— Start of EXCERPTED PASSAGE —

[antlr-interest] Error nodes created upon syntax error

Fri Jan 11 11:18:42 PST 2008

Hi Alessandro. thanks for the suggestion.  Yes, I've been thinking  
about this problem and it is even more general.  What do you do about  
actions that must execute after recovery even though they refer to a  
token that does not exist?!

The unfortunate truth comes down to the following: single token  
insertion and deletion recovery with in an alternative is really sexy  
for journal papers, but I believe I've convinced myself that they are  
not practical.  Well, at least in the presence of actions.

The  Simple solution is to turn this off, relying on a normal "exit  
rule upon syntax error" mechanism but leave the insertion and deletion  
mechanism as an option by overriding methods.

Ter
On Jan 6, 2008, at 8:48 AM, Alessandro wrote:

> Hello,
> (sorry for my bad english)
>
> I can see that there is a problem with token deletion/insertion if you
> are also building trees.
> Take this rule, for exemple :
>
> test	:	'var' ID ';'    -> ^('var' ID);
>
> If the input if "var ;", the token insertion system detect that the
> token "ID" is missing, then report the error, but continue parsing.
>
> If you look closer to the generated code, you will see :
>
> -----
> ID2=(Token)input.LT(1); // save ID2
> match(input,ID,FOLLOW_ID_in_test26);
> stream_ID.add(ID2); // ID2 have a bad reference
> ----
>
> ID2 contains a reference to the token ';' and not to the token ID. The
> "match" procedure doesn't thow any exception because of the "token
> insertion" system.
>
> So the resulting tree will be in reality ^( 'var' ';') ....and it is
> totally incorrect, am I right ?

— End of EXCERPTED PASSAGE —

_WORK TO DO_:
1. Answer these about the ANTLR error-recovery thread:
(a) What input string does Alessandro use to show the problem with the rule?
(b) Which token does ID2 actually hold a reference to?
(c) What mechanism does Ter say the simple solution would rely on once insertion and deletion are turned off?
2. Copy the stretch of the ANTLR error-recovery thread from "Hi Alessandro. thanks" through "by overriding methods.", but change "journal papers" to "conference talks".
3. Write what comes next in the ANTLR error-recovery thread, picking up after its last line.
The material that comes next was drawn from a separate source.

— Start of ENTRIES —

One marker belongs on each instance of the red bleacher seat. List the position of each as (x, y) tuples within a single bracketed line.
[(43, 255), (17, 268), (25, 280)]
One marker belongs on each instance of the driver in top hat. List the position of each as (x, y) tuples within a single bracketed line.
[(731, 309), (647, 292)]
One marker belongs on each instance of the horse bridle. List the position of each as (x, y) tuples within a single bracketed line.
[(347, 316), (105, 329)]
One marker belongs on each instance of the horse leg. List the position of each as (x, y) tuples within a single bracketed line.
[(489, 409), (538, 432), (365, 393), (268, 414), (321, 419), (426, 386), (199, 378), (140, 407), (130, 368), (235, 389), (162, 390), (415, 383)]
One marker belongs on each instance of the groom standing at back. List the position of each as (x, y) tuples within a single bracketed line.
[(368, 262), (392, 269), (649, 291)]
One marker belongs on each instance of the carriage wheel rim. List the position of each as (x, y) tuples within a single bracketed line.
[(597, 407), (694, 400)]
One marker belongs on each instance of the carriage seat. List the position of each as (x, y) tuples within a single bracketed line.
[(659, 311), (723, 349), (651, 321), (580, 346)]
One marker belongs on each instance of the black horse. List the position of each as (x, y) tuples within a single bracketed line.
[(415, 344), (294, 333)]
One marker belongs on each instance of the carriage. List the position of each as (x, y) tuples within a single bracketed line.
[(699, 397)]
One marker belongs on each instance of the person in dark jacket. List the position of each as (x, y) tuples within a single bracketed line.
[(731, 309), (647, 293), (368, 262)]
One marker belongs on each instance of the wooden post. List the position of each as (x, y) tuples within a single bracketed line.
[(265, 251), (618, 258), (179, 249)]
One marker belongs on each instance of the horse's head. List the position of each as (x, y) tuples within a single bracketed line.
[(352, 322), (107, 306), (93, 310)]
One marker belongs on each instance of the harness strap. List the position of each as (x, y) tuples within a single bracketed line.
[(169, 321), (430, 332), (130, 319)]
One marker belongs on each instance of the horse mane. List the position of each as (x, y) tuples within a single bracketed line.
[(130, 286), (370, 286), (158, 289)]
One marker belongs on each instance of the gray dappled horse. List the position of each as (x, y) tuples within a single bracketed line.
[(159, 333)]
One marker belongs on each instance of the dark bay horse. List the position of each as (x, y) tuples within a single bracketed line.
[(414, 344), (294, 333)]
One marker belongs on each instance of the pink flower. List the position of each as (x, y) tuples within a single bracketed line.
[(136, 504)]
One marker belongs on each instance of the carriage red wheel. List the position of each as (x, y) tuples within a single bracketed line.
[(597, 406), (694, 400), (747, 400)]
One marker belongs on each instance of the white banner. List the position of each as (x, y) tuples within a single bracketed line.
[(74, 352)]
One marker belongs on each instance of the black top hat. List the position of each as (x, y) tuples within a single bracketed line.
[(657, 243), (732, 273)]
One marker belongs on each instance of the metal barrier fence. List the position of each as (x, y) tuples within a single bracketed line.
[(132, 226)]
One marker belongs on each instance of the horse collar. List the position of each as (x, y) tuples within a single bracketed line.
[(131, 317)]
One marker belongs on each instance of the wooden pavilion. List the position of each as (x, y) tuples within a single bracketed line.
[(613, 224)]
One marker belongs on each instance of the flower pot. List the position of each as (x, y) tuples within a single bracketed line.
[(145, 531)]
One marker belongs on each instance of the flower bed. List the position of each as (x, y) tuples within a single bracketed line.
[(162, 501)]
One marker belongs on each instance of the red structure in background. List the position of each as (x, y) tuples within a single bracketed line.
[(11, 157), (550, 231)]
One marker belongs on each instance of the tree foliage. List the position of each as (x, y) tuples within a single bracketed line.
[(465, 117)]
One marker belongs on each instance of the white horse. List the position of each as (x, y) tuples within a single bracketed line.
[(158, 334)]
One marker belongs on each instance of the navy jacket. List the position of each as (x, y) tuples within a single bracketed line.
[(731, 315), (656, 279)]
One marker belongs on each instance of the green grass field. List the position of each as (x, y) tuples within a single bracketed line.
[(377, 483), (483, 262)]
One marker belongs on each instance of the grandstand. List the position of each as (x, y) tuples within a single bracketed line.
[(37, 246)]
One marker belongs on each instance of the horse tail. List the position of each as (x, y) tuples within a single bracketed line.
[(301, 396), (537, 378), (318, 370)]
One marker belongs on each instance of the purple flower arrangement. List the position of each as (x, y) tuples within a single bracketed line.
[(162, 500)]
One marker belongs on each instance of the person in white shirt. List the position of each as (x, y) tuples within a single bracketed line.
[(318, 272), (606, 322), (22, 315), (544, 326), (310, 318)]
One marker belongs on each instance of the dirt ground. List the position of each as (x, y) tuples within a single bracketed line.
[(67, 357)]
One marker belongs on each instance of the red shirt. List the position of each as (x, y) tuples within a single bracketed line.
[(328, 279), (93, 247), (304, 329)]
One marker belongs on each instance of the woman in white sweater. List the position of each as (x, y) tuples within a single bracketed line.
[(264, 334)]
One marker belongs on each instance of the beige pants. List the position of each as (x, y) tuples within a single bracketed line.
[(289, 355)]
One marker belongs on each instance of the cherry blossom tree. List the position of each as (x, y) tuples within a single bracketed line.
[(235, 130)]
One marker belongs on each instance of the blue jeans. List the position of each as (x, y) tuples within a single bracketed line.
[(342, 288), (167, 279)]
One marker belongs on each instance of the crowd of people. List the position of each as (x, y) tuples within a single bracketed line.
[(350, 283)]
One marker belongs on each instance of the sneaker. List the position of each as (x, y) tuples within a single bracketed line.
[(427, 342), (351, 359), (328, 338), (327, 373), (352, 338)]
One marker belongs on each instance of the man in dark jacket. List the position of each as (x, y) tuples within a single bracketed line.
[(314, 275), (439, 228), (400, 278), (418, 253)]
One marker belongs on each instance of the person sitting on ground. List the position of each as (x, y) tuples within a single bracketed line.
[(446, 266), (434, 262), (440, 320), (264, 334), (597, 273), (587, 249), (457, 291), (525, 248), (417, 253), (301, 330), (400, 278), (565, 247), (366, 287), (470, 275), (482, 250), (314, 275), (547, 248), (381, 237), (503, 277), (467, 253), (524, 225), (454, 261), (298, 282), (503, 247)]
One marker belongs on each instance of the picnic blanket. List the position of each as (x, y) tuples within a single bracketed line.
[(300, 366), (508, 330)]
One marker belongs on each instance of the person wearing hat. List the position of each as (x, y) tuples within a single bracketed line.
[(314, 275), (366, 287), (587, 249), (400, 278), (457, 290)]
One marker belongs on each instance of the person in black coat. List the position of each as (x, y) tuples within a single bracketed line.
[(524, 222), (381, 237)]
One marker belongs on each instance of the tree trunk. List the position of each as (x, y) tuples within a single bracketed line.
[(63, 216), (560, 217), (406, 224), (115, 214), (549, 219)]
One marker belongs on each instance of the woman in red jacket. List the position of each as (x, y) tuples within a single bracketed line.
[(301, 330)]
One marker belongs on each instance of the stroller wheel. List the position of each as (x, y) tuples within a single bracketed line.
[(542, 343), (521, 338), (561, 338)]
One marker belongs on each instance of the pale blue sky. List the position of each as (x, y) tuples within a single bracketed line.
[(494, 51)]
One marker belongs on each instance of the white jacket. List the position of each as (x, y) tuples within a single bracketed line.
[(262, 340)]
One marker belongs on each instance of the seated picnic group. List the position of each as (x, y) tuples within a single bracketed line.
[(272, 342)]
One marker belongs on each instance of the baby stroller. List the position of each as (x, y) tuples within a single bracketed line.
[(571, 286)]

— End of ENTRIES —

_RESULTS_:
1.
(a) "var ;"
(b) The token ';'
(c) A normal "exit rule upon syntax error" mechanism

2.
Hi Alessandro. thanks for the suggestion.  Yes, I've been thinking  
about this problem and it is even more general.  What do you do about  
actions that must execute after recovery even though they refer to a  
token that does not exist?!

The unfortunate truth comes down to the following: single token  
insertion and deletion recovery with in an alternative is really sexy  
for conference talks, but I believe I've convinced myself that they are  
not practical.  Well, at least in the presence of actions.

The  Simple solution is to turn this off, relying on a normal "exit  
rule upon syntax error" mechanism but leave the insertion and deletion  
mechanism as an option by overriding methods.

3.
>
> If I want to use the "token deletion/insertion symbol" with tree
> building, can I modify the "match" procedure in order to modify, for
> instance, the content of "ID2" ( without altering the reference) ?
>
> I imagined a workaround. ( LA(i) is the token at the index
> current_pos+i in the stream ).
>
> if there is a token insertion, do this in the "match" procedure :
>
> 1. add the "special" imaginary token (matching the missing token) in
> the stream at the postion LA(2) (position is wrong now). The stream
> must allow token insertion.
> 2. Swap (contents and not references) LA(1) and LA(2). (you have to
> correct index informations)
> 3. ID2 still has a reference to LA(1), but the content of the token is
> now "special imaginary ID token".
>
>
> if there is a token deletion, do this in the "match" procedure :
>
> 1. Save LA(1) content to a temporary variable : temp_var
> 2. Copy the content of LA(2) in LA(1)
> 3. Copy the content of temp_var in LA(2)
> 4. Swap (references only) LA(1) AND LA(2)
> 5. ID2 has reference to **OLD** LA(1), but now it is LA(2).
>
>
> In the commonTreeAdaptator.create procedure :
>
> 1. if the token is a "special" imaginary token : return an ERROR node
> (like Terence proposal)
> 2. else : create a node like usual.
>
> What do you think about this this (non-tested) workaround ?
>
> The best solution, I think, is that "match" procedure returns the
> reference of the real matched token.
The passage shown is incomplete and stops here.